Заметки о мравинском

© 2014
Павел Гаук
                Paul   Haug

ЗАМЕТКИ  О  МРАВИНСКОМ
       
        «Дирижеры — народ стойкий, потому что им приходится много стоять»: один из афоризмов моей жены Ольги, который как нельзя лучше отражает внешнюю сторону самой таинственной  профессии в мире музыки. На мой взгляд, ее представители условно делятся на три группы:
        1. «Настоящие» — это они, всеобъемлющие, великие, заставляющие излучением своей креативной воли безоговорочно покоряться и оркестр, и публику. Они наполняют концертные залы  энергией настоящего искусства и на равных разговаривают с Бахом, Шубертом, Малером, то есть,  с богами.  Среди них — Тосканини, Бруно Вальтер, Караян, и, без всякого сомнения, Мравинский.
        2. «Капельмейстеры» — профессионалы, отлично владеющие дирижерской техникой, знающие, дотошные, но не обладающие способностью захватывать слушателя и вдыхать настоящую жизнь в оркестр, хотя они вполне достойно добиваются относительно качественного звучания. Иными словами — когда слушаешь их исполнение, ухо, так сказать, не вытягивается в граммофонную трубу. Бесспорным королем названной разновидности является, по моему мнению, Эрих Лайнсдорф.
        3. «Галантные», озабоченные в первую очередь тем, как произвести наибольший зрелищный эффект, как впечатлить своей персоной окружающую среду. В этот круг не могу не поместить имена таких известных людей, как  Ион Марин и Саймон Рэттл. Это о них гениально писал Саша Черный:               
                Склонив хребет, галантный дирижер
                Талантливо гребет обеими руками —
                То сдержит оком бешеный напор,
                То вдруг в падучей изойдет толчками…
         Приведенное здесь описание трех дирижерских категорий предполагает, естественно, наличие таланта и соответствующей школы, то есть, речь идет о профессиональных музыкантах, добившихся известности и положения, остальных, как говорится, «просят не беспокоиться».

● ПРЕДСТАВЛЕННЫЕ ЗАПИСИ:

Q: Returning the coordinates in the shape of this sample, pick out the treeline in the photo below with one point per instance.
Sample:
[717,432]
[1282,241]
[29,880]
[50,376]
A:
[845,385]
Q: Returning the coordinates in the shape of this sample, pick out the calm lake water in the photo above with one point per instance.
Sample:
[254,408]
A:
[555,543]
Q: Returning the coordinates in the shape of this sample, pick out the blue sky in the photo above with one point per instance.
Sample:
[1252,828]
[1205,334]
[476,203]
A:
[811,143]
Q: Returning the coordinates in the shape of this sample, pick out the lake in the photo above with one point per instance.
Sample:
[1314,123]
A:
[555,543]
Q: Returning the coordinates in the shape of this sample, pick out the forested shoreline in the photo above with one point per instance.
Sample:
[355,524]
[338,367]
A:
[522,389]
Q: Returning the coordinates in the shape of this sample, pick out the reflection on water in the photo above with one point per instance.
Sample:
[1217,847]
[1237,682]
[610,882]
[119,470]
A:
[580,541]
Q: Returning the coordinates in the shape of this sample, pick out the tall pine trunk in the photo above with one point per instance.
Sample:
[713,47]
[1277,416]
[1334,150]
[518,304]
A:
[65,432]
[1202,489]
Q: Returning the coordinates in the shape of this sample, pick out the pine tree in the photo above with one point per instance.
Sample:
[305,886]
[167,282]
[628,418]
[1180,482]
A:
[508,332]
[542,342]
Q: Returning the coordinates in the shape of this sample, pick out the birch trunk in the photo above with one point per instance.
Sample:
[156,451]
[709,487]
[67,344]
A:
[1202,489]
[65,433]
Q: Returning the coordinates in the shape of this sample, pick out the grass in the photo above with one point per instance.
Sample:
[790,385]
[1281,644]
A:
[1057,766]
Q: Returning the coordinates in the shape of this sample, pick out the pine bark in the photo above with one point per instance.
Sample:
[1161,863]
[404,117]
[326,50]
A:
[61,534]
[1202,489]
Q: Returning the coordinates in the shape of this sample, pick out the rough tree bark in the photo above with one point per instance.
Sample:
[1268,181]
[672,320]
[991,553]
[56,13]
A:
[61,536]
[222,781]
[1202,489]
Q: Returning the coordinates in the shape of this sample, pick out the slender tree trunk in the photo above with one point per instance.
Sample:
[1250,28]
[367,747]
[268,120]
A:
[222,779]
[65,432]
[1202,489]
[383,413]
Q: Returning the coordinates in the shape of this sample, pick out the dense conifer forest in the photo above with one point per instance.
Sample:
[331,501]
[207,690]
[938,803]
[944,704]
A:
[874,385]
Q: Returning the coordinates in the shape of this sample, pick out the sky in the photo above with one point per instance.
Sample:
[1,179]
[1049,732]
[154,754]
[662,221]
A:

● УСЛОВИЕ ЗАДАЧИ: Кого в заметках о Мравинском автор называет бесспорным королем «капельмейстеров»?

● ОТВЕТ НИЖЕ: Эриха Лайнсдорфа.